**WRITTEN REQUEST**
Change every "neck" in the records below to "shoulder", and leave the rest untouched.

**DATA TO USE**

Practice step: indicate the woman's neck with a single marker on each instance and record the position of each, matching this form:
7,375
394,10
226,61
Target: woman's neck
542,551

**SOLUTION TO THE PROBLEM**
Practice step: indicate the woman's shoulder with a single marker on each instance and record the position of each, matching this form:
7,375
394,10
226,61
Target: woman's shoulder
542,551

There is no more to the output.